# Passage given
******************************

Number four. If there are too many competitors, sometimes our irrational, or inexperience, or whatever it is, even if you're the best one, it's a lot harder to win. You might be the best copywriter out there, or you might be the best SEO guy. You might be the best at something that really differentiates you from the pack, and that's great. It doesn't mean that you can win at, for example, coming up with an online business.

In poker, going back to that big tournament example, even if you're the best player out there, it doesn't necessarily mean that you're going to win all the time. It doesn't work that way. Poker has an amount of luck involved, and at some point, the larger the number of competitors in the tournament, it's going to be much, much harder to win the tournament.

Quick example. If you're playing a 5,000 player tournament, you're going to win a lot less often than if you're playing a five person tournament. If there are too many competitors in your business niche, if you're in too big of a market, you need to scale down and niche, and find the niche where you can be the best in a much smaller niche, and at least differentiate yourself that way.

******************************

# Provided information

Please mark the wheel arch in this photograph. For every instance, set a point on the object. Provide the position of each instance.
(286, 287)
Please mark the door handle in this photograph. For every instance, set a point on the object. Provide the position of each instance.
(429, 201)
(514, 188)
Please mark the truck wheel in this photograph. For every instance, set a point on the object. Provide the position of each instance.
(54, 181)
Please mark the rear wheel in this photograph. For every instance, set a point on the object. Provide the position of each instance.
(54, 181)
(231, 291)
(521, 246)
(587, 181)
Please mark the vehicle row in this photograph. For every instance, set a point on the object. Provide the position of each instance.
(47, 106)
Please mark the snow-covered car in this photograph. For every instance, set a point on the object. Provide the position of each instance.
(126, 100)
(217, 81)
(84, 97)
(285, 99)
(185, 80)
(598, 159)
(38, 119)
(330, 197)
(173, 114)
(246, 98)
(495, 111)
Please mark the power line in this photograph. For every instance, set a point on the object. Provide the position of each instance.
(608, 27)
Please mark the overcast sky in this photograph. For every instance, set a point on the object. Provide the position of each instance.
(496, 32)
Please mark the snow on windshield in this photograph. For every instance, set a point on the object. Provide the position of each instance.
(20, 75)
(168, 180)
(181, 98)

******************************

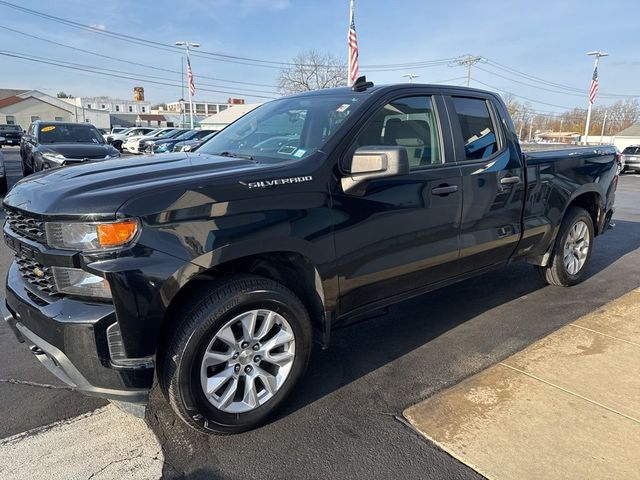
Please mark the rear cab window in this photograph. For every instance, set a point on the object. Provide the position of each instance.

******************************

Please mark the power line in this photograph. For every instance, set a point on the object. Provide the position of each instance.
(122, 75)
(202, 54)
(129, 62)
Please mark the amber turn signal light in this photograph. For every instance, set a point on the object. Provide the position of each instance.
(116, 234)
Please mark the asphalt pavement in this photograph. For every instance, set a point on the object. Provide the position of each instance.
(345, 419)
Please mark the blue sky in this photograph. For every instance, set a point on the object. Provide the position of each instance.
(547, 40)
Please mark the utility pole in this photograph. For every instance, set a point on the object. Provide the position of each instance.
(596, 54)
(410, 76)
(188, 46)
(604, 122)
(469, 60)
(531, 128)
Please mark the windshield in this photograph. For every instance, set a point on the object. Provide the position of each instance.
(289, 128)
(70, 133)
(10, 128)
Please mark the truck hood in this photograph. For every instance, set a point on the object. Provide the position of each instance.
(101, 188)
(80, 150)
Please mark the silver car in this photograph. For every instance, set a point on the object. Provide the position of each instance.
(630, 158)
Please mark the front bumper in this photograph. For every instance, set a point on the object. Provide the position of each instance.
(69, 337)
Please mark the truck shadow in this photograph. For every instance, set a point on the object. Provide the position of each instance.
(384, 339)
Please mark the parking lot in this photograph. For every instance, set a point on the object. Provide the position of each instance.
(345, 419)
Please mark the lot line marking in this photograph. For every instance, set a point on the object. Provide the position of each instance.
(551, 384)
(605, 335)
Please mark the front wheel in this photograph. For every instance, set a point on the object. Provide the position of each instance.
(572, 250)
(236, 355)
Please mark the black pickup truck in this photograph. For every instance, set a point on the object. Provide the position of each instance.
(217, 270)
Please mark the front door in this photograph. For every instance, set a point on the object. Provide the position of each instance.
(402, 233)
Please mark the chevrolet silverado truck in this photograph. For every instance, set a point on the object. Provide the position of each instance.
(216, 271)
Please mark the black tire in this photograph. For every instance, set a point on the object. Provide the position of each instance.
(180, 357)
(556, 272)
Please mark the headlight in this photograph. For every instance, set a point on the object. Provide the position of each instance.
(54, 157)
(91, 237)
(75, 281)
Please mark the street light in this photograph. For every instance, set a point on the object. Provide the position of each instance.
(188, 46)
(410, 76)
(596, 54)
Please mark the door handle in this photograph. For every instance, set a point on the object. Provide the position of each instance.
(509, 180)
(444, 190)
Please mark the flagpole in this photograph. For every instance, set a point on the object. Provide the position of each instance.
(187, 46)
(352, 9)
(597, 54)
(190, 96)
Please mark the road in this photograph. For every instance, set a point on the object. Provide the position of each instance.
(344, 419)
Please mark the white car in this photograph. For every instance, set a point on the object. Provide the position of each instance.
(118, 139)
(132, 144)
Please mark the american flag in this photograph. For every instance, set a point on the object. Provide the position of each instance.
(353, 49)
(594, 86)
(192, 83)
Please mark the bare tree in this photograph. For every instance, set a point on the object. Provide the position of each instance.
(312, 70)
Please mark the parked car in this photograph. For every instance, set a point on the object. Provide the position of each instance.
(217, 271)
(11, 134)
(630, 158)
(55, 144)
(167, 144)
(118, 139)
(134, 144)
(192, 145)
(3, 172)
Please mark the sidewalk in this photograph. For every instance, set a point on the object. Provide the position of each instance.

******************************

# Task list
[1] Count the rows that contain the string "rear", where case matters, and reply with only the number.
[2] Carry on the passage on competition and poker, starting right after its last sentence.
The passage on competition and poker and the rows come from separate sources.

# Results in order
[1] 2

[2]
It's going to be a lot harder to win when you go for these big markets, and those too large of a market where there are too many competitors, and people are being bombarded left and right from sales messages in these markets. For example. Health is a good example of money making, big markets, that if you're being too broad, it's going to be very, very difficult, or almost impossible, to win. You need to scale down, so you need to be like, “I'm going to show you a way to get abs,” instead of, “I'm going to show you a way to lose weight,” because lose weight is way too large. Get abs is something much, much smaller, and even that is probably too niche, it's probably not niche enough, but you get the idea. You need to shoot a lot less large when you go after these markets, because there are too many competitors in the big markets.

5. Master Human Behavior & Personal Branding

Number five is about human behavior and branding. When I first started playing poker, I basically focused on the four ingredients I talked about today, which are knowing your numbers, picking your spot, don't play all the hands, being aggressive when I do have a good hand, and focusing on games I can beat and not – even if I'm the best one – staying away from maybe games that are too difficult or too many competitors and all that.

Then, I kind of stumbled upon some books that made me realize that this human behavior part in poker, what we call poker tells, is really a crucial ingredient into having overall success. It's not as important as the math, it's not as important as the rest, and I think it's the same in business, but if you add that to your arsenal, it's really, really a good way to maximize your chance of being successful.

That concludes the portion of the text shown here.